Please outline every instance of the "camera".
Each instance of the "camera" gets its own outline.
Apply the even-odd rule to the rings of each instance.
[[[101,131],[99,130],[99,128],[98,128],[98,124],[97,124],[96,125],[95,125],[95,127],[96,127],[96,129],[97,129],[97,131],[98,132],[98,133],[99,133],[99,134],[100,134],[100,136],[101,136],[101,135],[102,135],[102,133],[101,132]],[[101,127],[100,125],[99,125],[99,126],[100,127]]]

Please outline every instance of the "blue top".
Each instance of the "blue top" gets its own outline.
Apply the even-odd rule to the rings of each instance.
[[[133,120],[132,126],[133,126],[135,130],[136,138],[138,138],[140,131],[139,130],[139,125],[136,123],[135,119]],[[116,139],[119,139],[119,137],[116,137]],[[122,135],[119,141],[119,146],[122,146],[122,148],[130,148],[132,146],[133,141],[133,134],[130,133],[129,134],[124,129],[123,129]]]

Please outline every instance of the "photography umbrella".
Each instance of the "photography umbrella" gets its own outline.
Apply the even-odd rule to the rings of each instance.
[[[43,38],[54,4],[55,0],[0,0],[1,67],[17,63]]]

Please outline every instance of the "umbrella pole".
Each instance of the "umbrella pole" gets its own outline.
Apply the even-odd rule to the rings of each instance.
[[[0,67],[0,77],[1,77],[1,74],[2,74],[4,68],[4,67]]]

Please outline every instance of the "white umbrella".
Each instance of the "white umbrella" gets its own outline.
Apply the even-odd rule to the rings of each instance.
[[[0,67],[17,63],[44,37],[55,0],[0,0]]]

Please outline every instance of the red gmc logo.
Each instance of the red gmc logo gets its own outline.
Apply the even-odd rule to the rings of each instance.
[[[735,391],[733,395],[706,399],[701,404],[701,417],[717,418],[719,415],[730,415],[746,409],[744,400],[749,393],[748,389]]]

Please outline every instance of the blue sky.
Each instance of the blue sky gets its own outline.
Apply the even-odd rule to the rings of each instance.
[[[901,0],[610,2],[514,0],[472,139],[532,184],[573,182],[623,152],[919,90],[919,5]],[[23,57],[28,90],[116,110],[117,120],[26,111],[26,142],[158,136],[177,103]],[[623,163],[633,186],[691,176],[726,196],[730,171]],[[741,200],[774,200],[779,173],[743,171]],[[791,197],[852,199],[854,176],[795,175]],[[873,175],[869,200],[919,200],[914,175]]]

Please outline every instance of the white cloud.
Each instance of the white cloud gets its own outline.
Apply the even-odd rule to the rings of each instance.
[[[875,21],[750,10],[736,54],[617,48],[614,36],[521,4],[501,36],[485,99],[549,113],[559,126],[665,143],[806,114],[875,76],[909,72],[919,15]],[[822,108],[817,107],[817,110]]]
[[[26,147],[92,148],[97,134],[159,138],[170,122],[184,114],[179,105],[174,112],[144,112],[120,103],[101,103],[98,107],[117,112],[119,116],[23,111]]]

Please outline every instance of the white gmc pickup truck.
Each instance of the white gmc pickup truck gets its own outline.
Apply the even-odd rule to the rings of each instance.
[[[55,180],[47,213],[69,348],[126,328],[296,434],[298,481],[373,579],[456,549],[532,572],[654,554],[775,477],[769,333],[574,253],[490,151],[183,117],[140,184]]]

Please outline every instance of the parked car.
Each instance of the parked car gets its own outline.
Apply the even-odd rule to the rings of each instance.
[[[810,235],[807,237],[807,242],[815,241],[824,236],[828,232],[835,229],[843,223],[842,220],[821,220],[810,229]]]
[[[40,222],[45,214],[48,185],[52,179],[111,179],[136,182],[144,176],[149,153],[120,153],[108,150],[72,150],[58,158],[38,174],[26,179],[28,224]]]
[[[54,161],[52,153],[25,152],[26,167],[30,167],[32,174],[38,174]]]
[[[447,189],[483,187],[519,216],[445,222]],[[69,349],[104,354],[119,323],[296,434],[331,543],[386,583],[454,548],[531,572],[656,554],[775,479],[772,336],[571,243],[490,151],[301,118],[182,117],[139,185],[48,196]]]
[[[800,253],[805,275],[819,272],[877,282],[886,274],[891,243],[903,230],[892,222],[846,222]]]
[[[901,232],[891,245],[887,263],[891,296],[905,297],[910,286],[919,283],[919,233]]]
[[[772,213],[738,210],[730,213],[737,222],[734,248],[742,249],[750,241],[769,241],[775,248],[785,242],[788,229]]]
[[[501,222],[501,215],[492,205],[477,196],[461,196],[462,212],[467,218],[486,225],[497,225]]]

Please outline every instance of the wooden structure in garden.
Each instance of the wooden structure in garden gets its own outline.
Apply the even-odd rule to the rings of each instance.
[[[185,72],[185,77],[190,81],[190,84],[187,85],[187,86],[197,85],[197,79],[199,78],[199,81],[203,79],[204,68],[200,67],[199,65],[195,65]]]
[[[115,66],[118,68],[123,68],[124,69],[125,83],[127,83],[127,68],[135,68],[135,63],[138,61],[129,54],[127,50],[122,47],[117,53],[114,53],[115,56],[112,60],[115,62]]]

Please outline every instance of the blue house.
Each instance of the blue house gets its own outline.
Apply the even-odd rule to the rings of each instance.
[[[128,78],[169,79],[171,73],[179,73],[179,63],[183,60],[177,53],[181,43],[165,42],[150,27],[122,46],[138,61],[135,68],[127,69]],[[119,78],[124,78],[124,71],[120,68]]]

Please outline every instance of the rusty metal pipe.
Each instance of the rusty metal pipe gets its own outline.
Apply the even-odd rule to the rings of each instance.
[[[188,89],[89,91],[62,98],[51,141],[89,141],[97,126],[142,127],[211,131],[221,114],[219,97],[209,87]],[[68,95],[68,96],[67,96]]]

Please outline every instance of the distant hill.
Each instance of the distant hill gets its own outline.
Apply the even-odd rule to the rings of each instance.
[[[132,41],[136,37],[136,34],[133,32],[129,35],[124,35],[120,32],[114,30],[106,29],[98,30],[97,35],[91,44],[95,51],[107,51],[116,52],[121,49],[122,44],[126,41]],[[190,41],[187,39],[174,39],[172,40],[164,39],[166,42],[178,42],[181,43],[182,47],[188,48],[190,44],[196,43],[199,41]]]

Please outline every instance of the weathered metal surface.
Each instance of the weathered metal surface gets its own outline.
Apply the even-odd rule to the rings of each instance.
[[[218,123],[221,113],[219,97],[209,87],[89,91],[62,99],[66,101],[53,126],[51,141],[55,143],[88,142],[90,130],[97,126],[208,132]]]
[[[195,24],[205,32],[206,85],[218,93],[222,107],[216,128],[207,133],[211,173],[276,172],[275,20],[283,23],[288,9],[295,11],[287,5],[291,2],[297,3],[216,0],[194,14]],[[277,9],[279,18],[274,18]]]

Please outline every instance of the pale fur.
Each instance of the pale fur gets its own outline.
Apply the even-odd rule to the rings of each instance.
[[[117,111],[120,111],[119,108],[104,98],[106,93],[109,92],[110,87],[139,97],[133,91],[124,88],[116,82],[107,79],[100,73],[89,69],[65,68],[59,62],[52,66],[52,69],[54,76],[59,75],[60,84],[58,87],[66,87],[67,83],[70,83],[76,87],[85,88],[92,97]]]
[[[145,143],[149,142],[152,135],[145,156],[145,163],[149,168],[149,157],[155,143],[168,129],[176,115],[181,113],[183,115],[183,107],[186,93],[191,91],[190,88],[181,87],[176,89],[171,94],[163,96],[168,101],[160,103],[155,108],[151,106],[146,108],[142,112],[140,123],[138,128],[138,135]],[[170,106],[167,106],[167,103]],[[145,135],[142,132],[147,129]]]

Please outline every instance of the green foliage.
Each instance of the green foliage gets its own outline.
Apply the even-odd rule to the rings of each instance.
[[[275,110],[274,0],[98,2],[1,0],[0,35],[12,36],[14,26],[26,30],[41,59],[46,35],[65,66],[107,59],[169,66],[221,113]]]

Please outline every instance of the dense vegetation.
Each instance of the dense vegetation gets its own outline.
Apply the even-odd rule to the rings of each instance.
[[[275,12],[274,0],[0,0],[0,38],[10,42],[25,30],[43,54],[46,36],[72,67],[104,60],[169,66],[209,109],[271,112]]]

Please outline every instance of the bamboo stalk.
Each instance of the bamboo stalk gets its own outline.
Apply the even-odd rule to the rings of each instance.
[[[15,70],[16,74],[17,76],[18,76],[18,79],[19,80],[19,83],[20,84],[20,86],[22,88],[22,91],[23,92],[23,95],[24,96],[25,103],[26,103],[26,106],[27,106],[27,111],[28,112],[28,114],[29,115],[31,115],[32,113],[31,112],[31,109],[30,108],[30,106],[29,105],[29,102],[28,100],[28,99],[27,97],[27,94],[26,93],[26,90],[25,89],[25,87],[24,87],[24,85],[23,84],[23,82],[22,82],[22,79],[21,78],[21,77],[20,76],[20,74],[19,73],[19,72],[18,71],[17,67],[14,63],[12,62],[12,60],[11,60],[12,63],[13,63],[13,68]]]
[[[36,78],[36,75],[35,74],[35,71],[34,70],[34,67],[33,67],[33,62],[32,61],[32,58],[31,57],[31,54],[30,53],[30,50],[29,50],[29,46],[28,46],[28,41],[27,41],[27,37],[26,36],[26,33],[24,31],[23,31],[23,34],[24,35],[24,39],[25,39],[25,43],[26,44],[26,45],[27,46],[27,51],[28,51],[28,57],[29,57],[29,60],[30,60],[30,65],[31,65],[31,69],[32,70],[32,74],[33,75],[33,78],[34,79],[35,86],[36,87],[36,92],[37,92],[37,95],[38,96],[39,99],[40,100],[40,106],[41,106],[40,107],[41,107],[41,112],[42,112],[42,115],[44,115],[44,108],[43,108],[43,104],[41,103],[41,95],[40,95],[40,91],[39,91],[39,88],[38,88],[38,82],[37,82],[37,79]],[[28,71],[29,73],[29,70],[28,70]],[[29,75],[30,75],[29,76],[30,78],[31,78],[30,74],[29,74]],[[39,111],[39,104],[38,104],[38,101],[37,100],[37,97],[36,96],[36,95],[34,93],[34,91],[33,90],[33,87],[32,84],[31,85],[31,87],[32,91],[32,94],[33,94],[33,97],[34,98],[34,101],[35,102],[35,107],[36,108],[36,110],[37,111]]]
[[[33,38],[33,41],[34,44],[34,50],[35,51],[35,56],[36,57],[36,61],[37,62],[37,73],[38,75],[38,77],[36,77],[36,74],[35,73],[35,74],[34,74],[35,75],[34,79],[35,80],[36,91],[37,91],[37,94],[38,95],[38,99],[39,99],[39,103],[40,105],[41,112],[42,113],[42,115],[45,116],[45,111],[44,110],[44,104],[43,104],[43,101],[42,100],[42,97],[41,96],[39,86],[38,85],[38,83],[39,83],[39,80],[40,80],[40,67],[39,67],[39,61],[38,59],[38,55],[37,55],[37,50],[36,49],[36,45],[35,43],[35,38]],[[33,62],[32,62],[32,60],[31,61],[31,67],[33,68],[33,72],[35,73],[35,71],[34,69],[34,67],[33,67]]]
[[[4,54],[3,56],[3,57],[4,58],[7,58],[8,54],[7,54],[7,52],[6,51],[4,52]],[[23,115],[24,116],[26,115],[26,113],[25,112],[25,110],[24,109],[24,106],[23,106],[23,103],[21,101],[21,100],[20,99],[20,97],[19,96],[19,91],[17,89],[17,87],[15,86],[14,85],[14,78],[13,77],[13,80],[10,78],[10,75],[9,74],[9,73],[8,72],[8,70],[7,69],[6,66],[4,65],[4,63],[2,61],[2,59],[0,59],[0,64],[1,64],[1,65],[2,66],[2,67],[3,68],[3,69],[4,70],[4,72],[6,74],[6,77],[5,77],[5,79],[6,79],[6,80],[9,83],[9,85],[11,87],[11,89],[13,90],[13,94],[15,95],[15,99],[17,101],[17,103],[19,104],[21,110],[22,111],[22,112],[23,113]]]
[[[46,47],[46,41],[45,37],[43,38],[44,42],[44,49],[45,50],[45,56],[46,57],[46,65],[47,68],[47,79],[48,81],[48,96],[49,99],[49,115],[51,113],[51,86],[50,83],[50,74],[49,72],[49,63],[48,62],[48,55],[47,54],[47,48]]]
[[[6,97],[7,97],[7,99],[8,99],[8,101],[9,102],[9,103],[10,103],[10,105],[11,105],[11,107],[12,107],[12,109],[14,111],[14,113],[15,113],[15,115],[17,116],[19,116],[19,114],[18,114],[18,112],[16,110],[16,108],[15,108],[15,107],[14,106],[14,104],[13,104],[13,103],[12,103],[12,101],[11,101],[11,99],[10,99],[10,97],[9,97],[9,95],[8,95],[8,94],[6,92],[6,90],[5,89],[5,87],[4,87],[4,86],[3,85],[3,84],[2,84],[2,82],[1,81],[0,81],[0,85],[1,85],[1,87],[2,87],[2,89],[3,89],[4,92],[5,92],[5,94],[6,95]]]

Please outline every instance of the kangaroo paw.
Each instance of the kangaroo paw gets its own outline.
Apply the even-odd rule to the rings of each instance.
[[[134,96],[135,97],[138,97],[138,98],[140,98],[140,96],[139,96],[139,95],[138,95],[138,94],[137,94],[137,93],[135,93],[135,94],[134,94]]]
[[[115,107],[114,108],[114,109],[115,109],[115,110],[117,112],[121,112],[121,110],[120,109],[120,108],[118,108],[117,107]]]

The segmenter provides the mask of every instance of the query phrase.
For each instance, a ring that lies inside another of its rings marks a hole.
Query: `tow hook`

..............................

[WHAT IS BEING ASKED]
Copy out exactly the lines running from the line with "Please outline every instance of the kangaroo" to the end of the records, inclusive.

[EXPECTED OUTPUT]
Please outline every instance of the kangaroo paw.
Each instance of the kangaroo paw gets its own outline.
Apply the even-odd rule to the rings of each instance.
[[[134,96],[135,97],[138,97],[138,98],[140,98],[140,96],[139,96],[139,95],[138,95],[138,94],[137,94],[137,93],[135,93],[135,94],[134,94]]]
[[[115,107],[114,108],[114,109],[115,109],[115,110],[117,112],[121,112],[121,110],[120,109],[120,108],[118,108],[117,107]]]

The segmenter provides the mask of every instance of the query phrase.
For each instance, a ring that lies inside another of its rings marks a hole.
Query: `tow hook`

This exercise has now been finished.